• [Prompt]: Collect every line in the entries below that contains the string "pavement", matching case exactly.

• [Supplied records]:
★ ★ ★ ★ ★
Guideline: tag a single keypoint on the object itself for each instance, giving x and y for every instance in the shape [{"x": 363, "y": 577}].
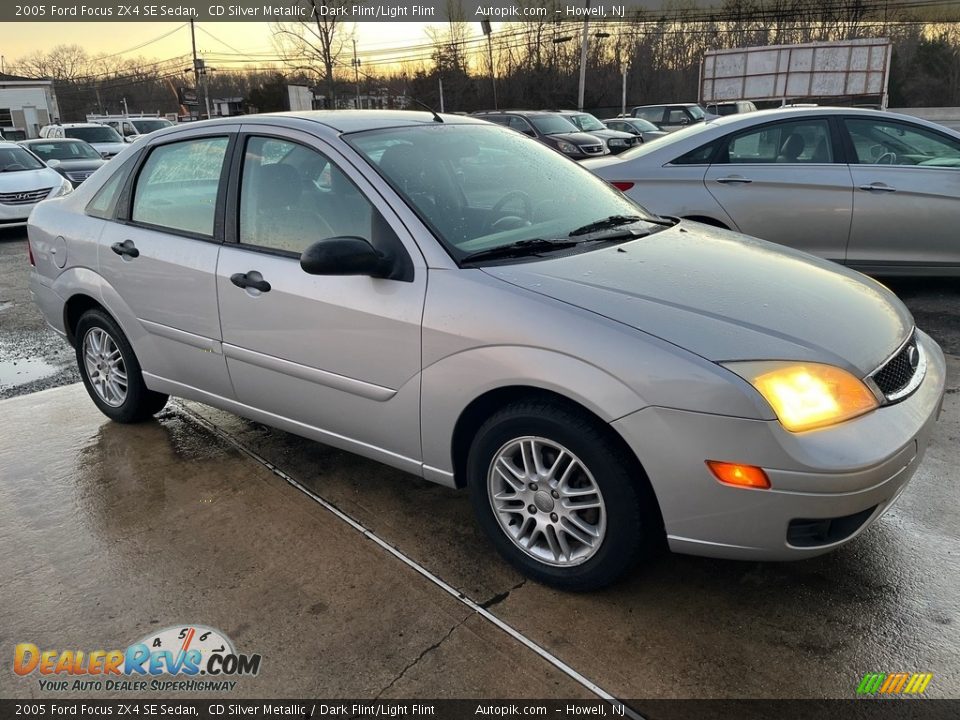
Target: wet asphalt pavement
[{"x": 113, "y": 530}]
★ ★ ★ ★ ★
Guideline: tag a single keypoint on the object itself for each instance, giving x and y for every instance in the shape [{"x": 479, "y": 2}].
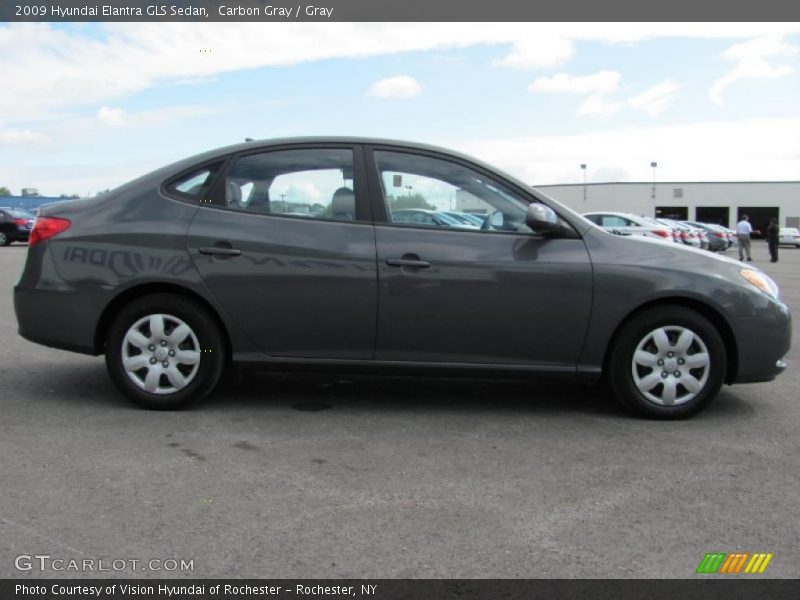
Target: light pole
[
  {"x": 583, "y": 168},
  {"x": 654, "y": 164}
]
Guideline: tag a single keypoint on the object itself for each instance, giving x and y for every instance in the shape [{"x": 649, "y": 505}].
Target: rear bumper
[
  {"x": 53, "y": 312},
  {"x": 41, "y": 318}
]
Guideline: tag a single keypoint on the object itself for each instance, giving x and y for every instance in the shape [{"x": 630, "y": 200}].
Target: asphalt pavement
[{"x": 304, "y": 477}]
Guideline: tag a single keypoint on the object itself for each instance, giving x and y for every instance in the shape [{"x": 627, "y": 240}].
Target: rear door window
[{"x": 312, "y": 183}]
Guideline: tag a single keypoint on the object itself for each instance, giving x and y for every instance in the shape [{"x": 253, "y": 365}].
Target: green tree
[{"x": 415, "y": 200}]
★ ★ ★ ★ ★
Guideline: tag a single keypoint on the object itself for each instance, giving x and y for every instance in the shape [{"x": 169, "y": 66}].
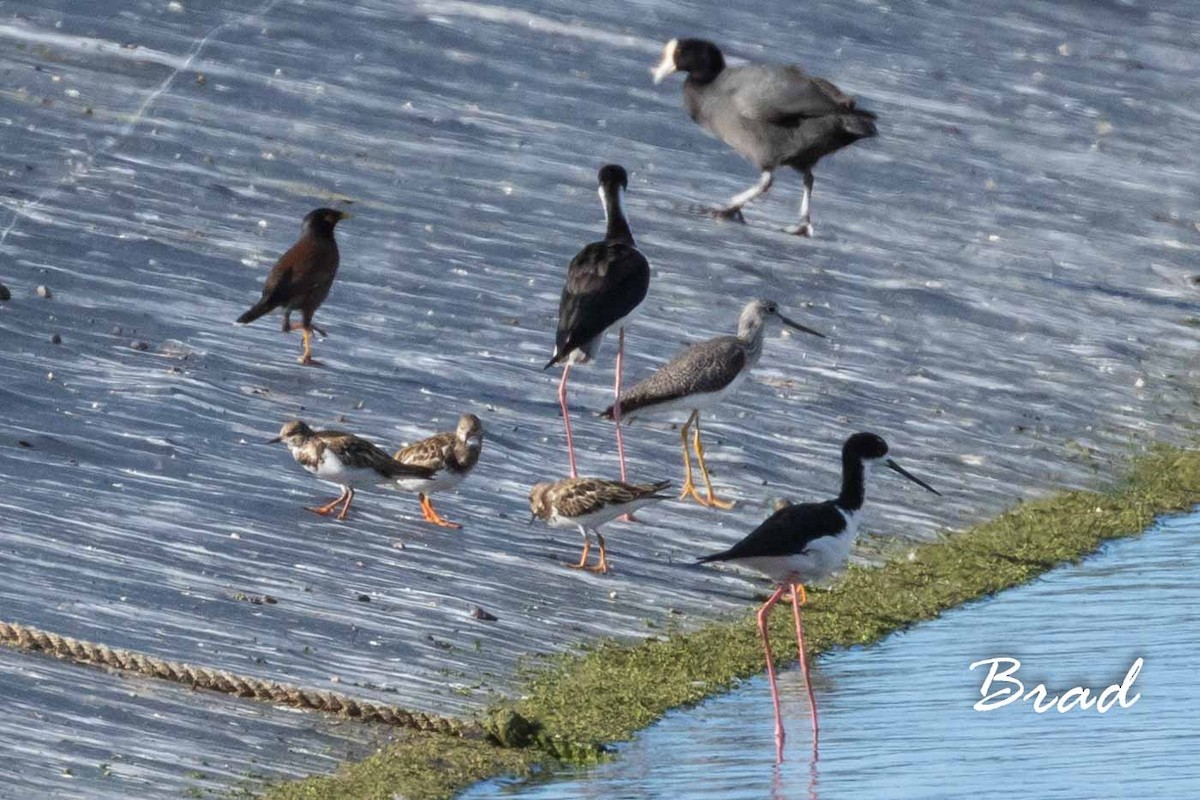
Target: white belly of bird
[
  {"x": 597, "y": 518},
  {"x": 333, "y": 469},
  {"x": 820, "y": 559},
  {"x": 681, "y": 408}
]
★ ★ ★ ★ ★
• [Expected answer]:
Target: wet asphalt pavement
Target: asphalt pavement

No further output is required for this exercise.